● **WHAT IS REQUIRED**
Copy everything from the start of the records down to the line with "box: [54, 56, 313, 215]", and leave the pictures out of your copy.

● **RECORDS FOR THIS EXERCISE**
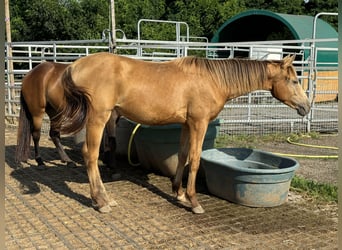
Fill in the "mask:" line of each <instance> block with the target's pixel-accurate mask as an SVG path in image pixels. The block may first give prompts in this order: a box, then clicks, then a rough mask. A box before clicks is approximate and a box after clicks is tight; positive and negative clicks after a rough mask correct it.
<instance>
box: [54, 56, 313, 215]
mask: <svg viewBox="0 0 342 250" xmlns="http://www.w3.org/2000/svg"><path fill="white" fill-rule="evenodd" d="M293 60H294V55H293V56H287V57H285V58H283V59H282V60H265V61H261V60H250V59H221V60H211V59H206V58H199V57H182V58H177V59H174V60H171V61H167V62H150V61H143V60H138V59H133V58H129V57H125V56H120V55H114V54H110V53H105V52H103V53H95V54H92V55H89V56H86V57H82V58H80V59H78V60H76V61H75V62H74V63H72V64H71V65H70V66H69V67H68V68H67V69H66V70H65V71H64V73H63V76H62V83H63V86H64V90H65V97H64V98H65V100H66V102H65V104H66V105H64V106H63V107H62V109H61V112H60V113H59V114H58V115H57V116H56V117H55V120H54V122H56V123H57V125H58V127H60V129H61V131H63V132H64V133H75V132H78V131H79V128H80V127H83V126H84V125H85V126H86V131H87V132H86V140H85V143H84V145H83V147H82V153H83V158H84V162H85V164H86V168H87V172H88V178H89V184H90V196H91V199H92V201H93V206H94V208H95V209H97V210H98V211H99V212H102V213H106V212H110V211H111V210H112V208H111V205H112V204H115V201H112V200H110V199H109V197H108V195H107V192H106V190H105V187H104V185H103V182H102V180H101V177H100V174H99V170H98V167H97V160H98V156H99V145H100V138H101V133H102V131H103V129H104V126H105V123H106V122H107V120H108V119H109V117H110V115H111V113H112V112H115V113H116V114H117V115H118V116H124V117H126V118H128V119H130V120H132V121H135V122H137V123H141V124H147V125H165V124H171V123H178V124H181V137H180V147H179V152H178V164H177V170H176V175H175V176H174V177H173V178H171V181H172V190H173V192H174V193H175V195H176V199H177V200H179V201H180V202H190V204H191V208H192V212H193V213H195V214H200V213H204V209H203V207H202V206H201V205H200V203H199V201H198V199H197V195H196V190H195V182H196V175H197V172H198V169H199V165H200V157H201V151H202V144H203V140H204V136H205V132H206V130H207V127H208V123H209V122H210V121H212V120H213V119H215V118H216V117H217V116H218V114H219V112H220V111H221V110H222V109H223V107H224V105H225V103H226V102H227V101H229V100H231V99H233V98H236V97H238V96H241V95H244V94H247V93H249V92H252V91H255V90H267V91H270V92H271V94H272V95H273V97H275V98H276V99H278V100H280V101H281V102H283V103H285V104H286V105H288V106H289V107H291V108H293V109H295V110H297V113H298V114H299V115H301V116H305V115H307V114H308V113H309V111H310V102H309V100H308V97H307V96H306V94H305V92H304V90H303V88H302V87H301V85H300V84H299V81H298V78H297V74H296V71H295V69H294V66H293V64H292V63H293ZM186 163H188V165H189V174H188V179H187V185H186V190H185V192H184V191H183V188H182V176H183V171H184V167H185V164H186Z"/></svg>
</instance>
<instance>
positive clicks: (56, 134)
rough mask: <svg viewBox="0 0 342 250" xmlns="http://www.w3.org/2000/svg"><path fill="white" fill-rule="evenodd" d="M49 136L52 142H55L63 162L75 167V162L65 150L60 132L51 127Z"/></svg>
mask: <svg viewBox="0 0 342 250" xmlns="http://www.w3.org/2000/svg"><path fill="white" fill-rule="evenodd" d="M49 136H50V138H51V140H52V142H53V143H54V144H55V147H56V149H57V152H58V154H59V156H60V157H61V160H62V162H66V163H67V166H68V167H75V166H76V165H75V163H74V162H73V161H72V160H71V159H70V157H69V156H68V155H67V153H66V152H65V150H64V148H63V145H62V143H61V137H60V133H59V132H58V131H56V130H54V129H53V128H50V132H49Z"/></svg>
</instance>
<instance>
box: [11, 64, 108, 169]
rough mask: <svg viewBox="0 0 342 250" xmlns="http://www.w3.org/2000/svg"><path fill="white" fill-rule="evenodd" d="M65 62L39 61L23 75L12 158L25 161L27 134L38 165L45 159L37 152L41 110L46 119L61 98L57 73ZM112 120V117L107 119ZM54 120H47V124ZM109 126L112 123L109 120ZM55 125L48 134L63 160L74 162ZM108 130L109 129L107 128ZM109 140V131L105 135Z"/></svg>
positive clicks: (26, 141)
mask: <svg viewBox="0 0 342 250" xmlns="http://www.w3.org/2000/svg"><path fill="white" fill-rule="evenodd" d="M67 66H68V64H63V63H55V62H43V63H41V64H39V65H37V66H36V67H34V68H33V69H32V70H31V71H30V72H29V73H28V74H27V75H26V76H25V77H24V79H23V81H22V87H21V94H20V105H21V109H20V113H19V126H18V132H17V148H16V162H17V163H20V162H21V161H27V159H28V158H29V156H30V144H31V136H32V138H33V143H34V157H35V160H36V162H37V164H38V167H40V168H44V167H45V163H44V161H43V159H42V157H41V155H40V149H39V140H40V136H41V127H42V123H43V118H44V115H45V113H47V115H48V116H49V118H50V120H52V119H53V117H55V116H56V114H57V110H58V108H59V107H60V106H62V103H63V102H64V90H63V86H62V84H61V76H62V74H63V72H64V70H65V69H66V67H67ZM111 121H112V120H111ZM53 124H54V123H53V122H51V125H53ZM111 126H115V125H113V124H111ZM59 130H60V129H59V127H53V126H50V131H49V136H50V137H51V140H52V141H53V143H54V145H55V147H56V149H57V152H58V154H59V156H60V158H61V160H62V161H63V162H66V163H67V165H68V166H74V162H73V161H72V160H71V159H70V157H69V156H68V155H67V153H66V152H65V150H64V149H63V145H62V144H61V139H60V132H59ZM111 133H112V132H111ZM108 137H110V138H108V140H112V138H111V137H112V135H111V136H108Z"/></svg>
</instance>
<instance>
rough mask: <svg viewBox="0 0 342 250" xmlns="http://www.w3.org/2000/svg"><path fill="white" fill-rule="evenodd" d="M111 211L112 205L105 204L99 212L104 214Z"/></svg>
mask: <svg viewBox="0 0 342 250" xmlns="http://www.w3.org/2000/svg"><path fill="white" fill-rule="evenodd" d="M110 211H112V208H111V207H110V205H105V206H103V207H100V208H99V212H100V213H103V214H105V213H109V212H110Z"/></svg>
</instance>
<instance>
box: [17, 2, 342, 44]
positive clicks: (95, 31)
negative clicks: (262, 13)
mask: <svg viewBox="0 0 342 250" xmlns="http://www.w3.org/2000/svg"><path fill="white" fill-rule="evenodd" d="M109 6H110V0H96V1H94V0H11V1H10V12H11V26H12V40H13V41H38V40H39V41H42V40H83V39H100V38H101V33H102V31H103V30H105V29H108V28H109V27H110V8H109ZM248 9H266V10H270V11H274V12H278V13H288V14H300V15H312V16H313V15H315V14H317V13H318V12H322V11H324V12H337V11H338V4H337V1H336V0H309V1H308V3H305V2H304V1H303V0H293V1H283V0H254V1H247V0H242V1H239V0H227V1H223V0H172V1H171V0H115V15H116V28H117V29H121V30H123V31H124V32H125V34H126V36H127V37H128V38H132V39H135V38H137V30H138V26H137V24H138V21H139V20H140V19H153V20H172V21H180V22H186V23H187V24H188V25H189V29H190V36H197V37H208V38H209V39H210V38H211V37H212V36H213V34H214V33H215V32H216V31H217V29H218V28H219V27H220V26H221V25H222V24H223V23H224V22H225V21H226V20H227V19H229V18H231V17H232V16H234V15H236V14H238V13H240V12H242V11H245V10H248ZM325 19H326V21H328V22H330V23H331V24H332V25H333V26H334V27H335V28H337V17H325ZM140 28H141V34H140V35H141V38H142V39H159V40H174V39H175V25H167V24H160V23H158V24H155V23H142V24H141V27H140ZM184 29H185V27H181V33H182V34H185V31H184Z"/></svg>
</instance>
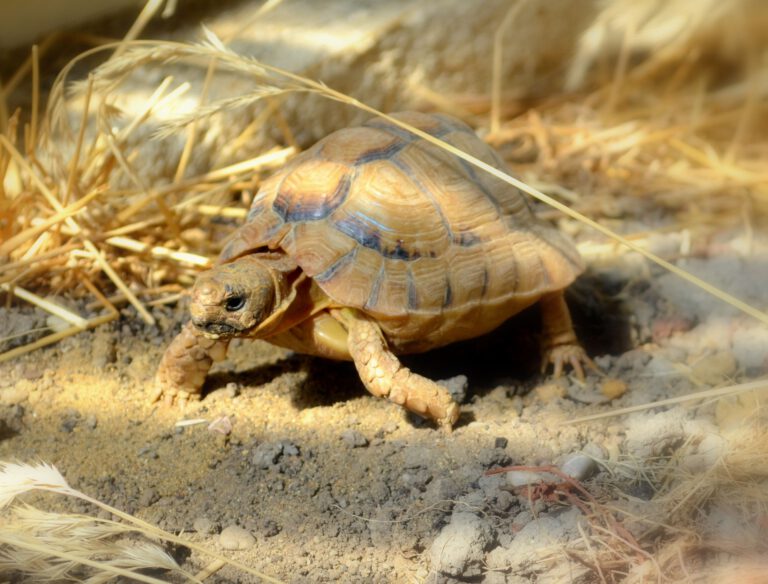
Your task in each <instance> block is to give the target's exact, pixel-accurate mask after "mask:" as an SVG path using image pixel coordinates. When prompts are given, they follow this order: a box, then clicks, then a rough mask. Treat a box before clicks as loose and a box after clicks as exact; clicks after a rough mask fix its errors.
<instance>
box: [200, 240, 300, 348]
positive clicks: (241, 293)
mask: <svg viewBox="0 0 768 584" xmlns="http://www.w3.org/2000/svg"><path fill="white" fill-rule="evenodd" d="M305 279H306V276H304V275H303V274H302V273H301V272H300V270H299V269H298V267H297V266H296V264H295V263H294V262H293V261H292V260H291V259H290V258H288V257H286V256H285V255H284V254H280V253H261V254H250V255H246V256H243V257H241V258H238V259H236V260H234V261H232V262H229V263H226V264H222V265H219V266H216V267H215V268H213V269H211V270H208V271H207V272H203V273H202V274H200V276H198V278H197V281H196V282H195V285H194V287H193V288H192V293H191V296H192V301H191V303H190V313H191V315H192V323H193V324H194V326H195V328H197V329H198V330H199V331H200V332H201V333H202V334H204V335H205V336H206V337H209V338H215V339H227V338H231V337H250V338H264V337H267V336H269V335H271V334H273V333H274V331H275V330H277V329H279V328H280V325H281V323H282V321H283V319H284V317H285V316H286V315H287V314H289V313H290V312H291V305H292V304H293V303H294V302H295V300H296V296H297V286H299V285H300V283H301V282H302V281H303V280H305Z"/></svg>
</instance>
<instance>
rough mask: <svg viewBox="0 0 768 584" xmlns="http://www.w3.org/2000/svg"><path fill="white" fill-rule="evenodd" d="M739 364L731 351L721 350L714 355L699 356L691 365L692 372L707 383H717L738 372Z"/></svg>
mask: <svg viewBox="0 0 768 584" xmlns="http://www.w3.org/2000/svg"><path fill="white" fill-rule="evenodd" d="M737 366H738V364H737V362H736V357H734V355H733V353H732V352H730V351H719V352H717V353H715V354H714V355H708V356H706V357H699V358H698V359H697V360H696V361H695V363H694V364H693V365H692V366H691V373H692V374H693V376H694V377H695V378H696V379H698V380H699V381H701V382H703V383H706V384H707V385H717V384H718V383H722V382H723V381H725V380H727V379H728V378H731V377H733V376H734V374H735V373H736V368H737Z"/></svg>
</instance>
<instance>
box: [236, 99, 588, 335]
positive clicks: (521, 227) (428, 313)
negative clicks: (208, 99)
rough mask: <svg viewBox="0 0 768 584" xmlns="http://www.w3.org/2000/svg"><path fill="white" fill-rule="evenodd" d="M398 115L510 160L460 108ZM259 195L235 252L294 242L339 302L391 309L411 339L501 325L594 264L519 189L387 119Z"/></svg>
mask: <svg viewBox="0 0 768 584" xmlns="http://www.w3.org/2000/svg"><path fill="white" fill-rule="evenodd" d="M397 117H398V118H399V119H401V120H403V121H406V122H408V123H410V124H412V125H414V126H416V127H417V128H420V129H422V130H424V131H426V132H429V133H430V134H432V135H434V136H437V137H440V138H441V139H443V140H445V141H446V142H448V143H450V144H452V145H454V146H456V147H458V148H461V149H462V150H464V151H466V152H467V153H469V154H471V155H473V156H475V157H477V158H479V159H481V160H483V161H484V162H486V163H488V164H490V165H492V166H494V167H497V168H501V169H504V168H505V167H504V164H503V162H502V161H501V160H500V159H499V157H498V155H497V154H496V153H495V152H494V151H493V150H492V149H491V148H490V147H489V146H488V145H486V144H485V143H484V142H482V141H481V140H480V139H479V138H478V137H477V136H476V135H475V134H474V133H473V132H472V130H471V129H470V128H469V127H468V126H466V125H465V124H463V123H461V122H458V121H456V120H452V119H451V118H449V117H446V116H433V115H426V114H411V113H408V114H398V116H397ZM252 209H253V210H252V212H251V214H249V219H248V222H247V223H246V225H244V226H243V228H241V230H240V231H239V232H238V235H237V236H236V237H235V238H234V239H233V242H232V244H231V247H228V251H226V252H225V253H224V254H223V255H222V258H224V261H226V260H227V259H228V258H233V257H236V256H237V255H242V253H245V252H246V250H247V249H248V247H249V246H250V248H251V250H257V249H261V248H264V247H268V248H270V249H278V248H280V249H283V250H284V251H285V252H286V253H287V254H288V255H289V256H290V257H291V258H292V259H293V260H294V261H295V262H296V263H297V265H299V266H300V267H301V268H302V269H303V270H304V271H305V272H306V273H307V275H309V276H310V277H313V278H315V280H316V282H317V283H318V285H319V286H320V287H321V288H322V289H323V290H324V292H325V293H326V294H327V295H328V296H329V297H330V298H331V299H332V300H333V301H334V303H335V304H338V305H341V306H351V307H356V308H359V309H361V310H364V311H366V312H368V313H369V314H371V315H373V316H374V317H376V318H378V319H379V321H380V322H381V323H386V324H382V328H383V330H385V332H387V334H388V335H389V337H390V340H391V341H392V339H400V340H401V341H402V343H401V345H400V347H399V348H400V349H409V348H414V350H419V348H420V347H421V346H426V345H429V346H434V345H435V344H443V343H444V342H451V341H453V340H457V339H459V338H467V337H468V336H472V334H470V333H473V334H479V332H482V330H480V329H484V330H490V329H491V328H493V327H494V326H496V325H498V324H499V323H500V322H501V321H503V320H505V319H506V318H508V317H509V316H511V315H512V314H514V312H517V311H519V310H521V309H522V308H524V307H525V306H527V305H529V304H532V303H533V302H535V301H536V300H537V299H538V298H539V297H540V296H541V295H542V294H545V293H547V292H551V291H556V290H560V289H562V288H564V287H566V286H567V285H568V284H570V283H571V281H572V280H573V279H574V278H575V277H576V276H577V275H578V274H579V273H580V271H581V270H582V266H581V260H580V258H579V257H578V253H577V252H576V250H575V248H574V247H573V245H572V244H571V243H570V242H569V241H568V239H567V238H566V237H564V236H562V235H561V234H559V233H558V232H557V231H556V230H555V229H554V228H553V227H552V226H550V225H548V224H546V223H543V222H541V221H539V220H538V219H536V218H535V217H534V216H533V214H532V213H531V210H530V208H529V206H528V204H527V202H526V199H525V198H524V196H523V195H522V194H521V193H520V192H519V191H518V190H517V189H515V188H514V187H511V186H510V185H507V184H506V183H504V182H503V181H501V180H500V179H497V178H495V177H493V176H490V175H488V174H487V173H485V172H482V171H481V170H479V169H475V168H474V167H473V166H472V165H470V164H468V163H466V162H464V161H462V160H460V159H459V158H457V157H456V156H454V155H452V154H450V153H448V152H445V151H443V150H442V149H440V148H438V147H437V146H434V145H433V144H430V143H428V142H427V141H425V140H422V139H419V138H417V137H416V136H415V135H413V134H411V133H410V132H408V131H406V130H404V129H402V128H400V127H398V126H395V125H393V124H391V123H390V122H387V121H384V120H380V119H375V120H372V121H370V122H368V123H367V124H366V125H364V126H361V127H358V128H349V129H345V130H341V131H339V132H336V133H334V134H331V135H330V136H328V137H327V138H325V139H323V140H321V141H320V142H318V143H317V144H316V145H315V146H314V147H312V148H311V149H309V150H307V151H306V152H305V153H304V154H302V155H300V156H298V157H297V158H296V159H294V161H293V162H292V163H291V164H289V165H288V166H287V167H286V169H284V170H283V171H282V172H280V173H278V174H277V175H276V176H274V177H273V178H271V179H269V180H267V181H265V183H264V184H263V186H262V189H261V190H260V191H259V193H258V194H257V196H256V197H255V199H254V203H253V208H252ZM417 337H418V338H420V339H422V340H421V341H418V340H415V339H416V338H417ZM392 342H395V341H392ZM420 342H421V345H419V343H420ZM408 343H410V345H409V344H408Z"/></svg>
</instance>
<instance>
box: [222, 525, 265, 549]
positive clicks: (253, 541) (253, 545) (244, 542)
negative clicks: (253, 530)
mask: <svg viewBox="0 0 768 584" xmlns="http://www.w3.org/2000/svg"><path fill="white" fill-rule="evenodd" d="M255 543H256V538H255V537H253V535H251V534H250V533H249V532H248V531H246V530H245V529H243V528H242V527H238V526H237V525H230V526H229V527H225V528H224V529H223V530H222V532H221V534H219V545H220V546H221V547H222V548H224V549H225V550H247V549H248V548H250V547H253V546H254V544H255Z"/></svg>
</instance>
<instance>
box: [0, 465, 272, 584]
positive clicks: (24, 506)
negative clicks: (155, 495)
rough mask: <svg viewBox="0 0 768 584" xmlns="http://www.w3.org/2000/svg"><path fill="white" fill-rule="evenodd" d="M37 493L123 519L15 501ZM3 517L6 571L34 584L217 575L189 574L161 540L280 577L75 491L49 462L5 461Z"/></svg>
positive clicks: (91, 497)
mask: <svg viewBox="0 0 768 584" xmlns="http://www.w3.org/2000/svg"><path fill="white" fill-rule="evenodd" d="M31 491H45V492H50V493H54V494H57V495H63V496H67V497H75V498H77V499H80V500H81V501H85V502H87V503H90V504H92V505H95V506H96V507H98V508H99V509H101V510H102V511H105V512H107V513H109V514H111V515H112V516H115V517H117V519H118V520H110V519H100V518H96V517H89V516H85V515H67V514H60V513H47V512H44V511H41V510H39V509H36V508H34V507H30V506H27V505H19V504H16V505H13V503H14V502H15V501H16V499H17V498H19V497H21V496H23V495H25V494H26V493H29V492H31ZM0 518H2V522H0V570H6V571H18V572H21V573H23V574H25V575H26V576H28V577H30V578H32V579H33V581H35V582H48V581H50V582H54V581H62V580H65V579H74V580H77V581H84V582H93V583H97V582H106V581H108V580H110V579H113V578H115V577H116V576H126V577H129V578H131V579H133V580H138V581H141V582H150V583H153V584H157V583H162V582H165V581H164V580H160V579H158V578H154V577H150V576H147V575H145V574H143V573H141V572H139V570H144V569H147V568H160V569H163V570H168V571H171V572H174V573H176V574H178V575H180V576H181V577H183V578H184V579H185V580H186V581H188V582H198V583H199V582H200V581H201V578H202V577H204V576H207V575H209V574H210V572H211V568H210V567H208V568H206V569H205V570H204V571H203V576H201V575H197V576H193V575H192V574H188V573H186V572H185V571H183V570H182V569H181V568H180V567H179V566H178V564H177V563H176V561H175V560H174V559H173V558H172V557H171V556H169V555H168V554H167V553H166V552H165V551H163V550H162V549H161V548H160V547H158V546H157V545H156V544H155V543H152V542H153V541H156V540H160V541H164V542H168V543H173V544H176V545H181V546H184V547H187V548H189V549H191V550H194V551H197V552H200V553H201V554H204V555H207V556H209V557H212V558H214V559H215V563H216V566H219V567H221V566H222V565H231V566H233V567H235V568H237V569H238V570H240V571H242V572H245V573H247V574H251V575H253V576H256V577H258V578H260V579H261V580H263V581H265V582H273V583H279V582H280V580H276V579H275V578H272V577H271V576H268V575H266V574H263V573H262V572H259V571H258V570H254V569H253V568H250V567H249V566H246V565H244V564H242V563H240V562H237V561H235V560H232V559H230V558H227V557H225V556H223V555H221V554H219V553H218V552H215V551H213V550H210V549H208V548H206V547H205V546H202V545H200V544H198V543H196V542H193V541H190V540H187V539H185V538H183V537H179V536H176V535H174V534H172V533H168V532H166V531H164V530H162V529H160V528H158V527H155V526H154V525H152V524H150V523H147V522H146V521H142V520H141V519H138V518H136V517H133V516H132V515H129V514H128V513H124V512H122V511H120V510H119V509H116V508H114V507H111V506H110V505H107V504H106V503H103V502H101V501H99V500H97V499H94V498H93V497H90V496H88V495H86V494H85V493H82V492H80V491H78V490H76V489H73V488H72V487H70V486H69V484H68V483H67V481H66V480H65V479H64V477H63V476H62V475H61V473H60V472H59V471H58V470H57V469H56V468H55V467H53V466H51V465H49V464H44V463H40V464H37V465H28V464H19V463H10V462H0ZM84 567H87V568H91V572H90V573H89V575H88V578H87V579H85V580H83V579H82V577H81V575H80V570H82V569H83V568H84Z"/></svg>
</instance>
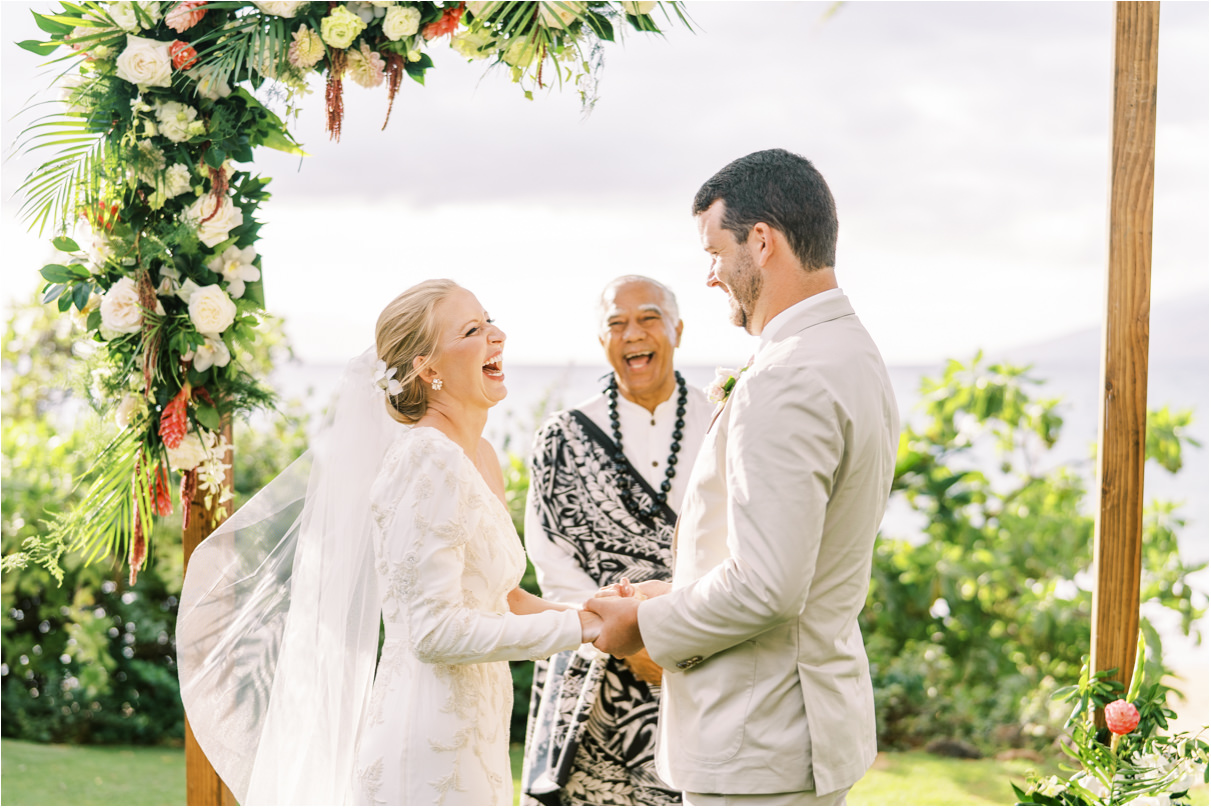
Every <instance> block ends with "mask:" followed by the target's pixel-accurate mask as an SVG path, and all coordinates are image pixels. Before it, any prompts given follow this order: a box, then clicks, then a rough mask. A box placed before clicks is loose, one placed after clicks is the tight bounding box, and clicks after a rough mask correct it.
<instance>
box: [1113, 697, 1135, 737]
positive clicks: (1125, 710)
mask: <svg viewBox="0 0 1211 808" xmlns="http://www.w3.org/2000/svg"><path fill="white" fill-rule="evenodd" d="M1106 726H1107V727H1108V728H1109V730H1110V732H1112V733H1114V734H1115V735H1126V734H1127V733H1129V732H1132V730H1133V729H1135V728H1136V727H1138V726H1140V711H1138V710H1136V707H1135V705H1133V704H1131V703H1130V701H1124V700H1123V699H1119V700H1118V701H1110V703H1109V704H1107V705H1106Z"/></svg>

● **EXPECTED OUTPUT**
Fill in the "mask:" line of each <instance> block with the target's pixel-accurate mask as an SVG path in image pixels. The block may first give prompts in this order: a box, then clicks, then a rough mask. A box before clicks is approximate and a box after clicks is tight; positive and negative clicks after a rough mask correct it.
<instance>
box: [54, 56, 313, 215]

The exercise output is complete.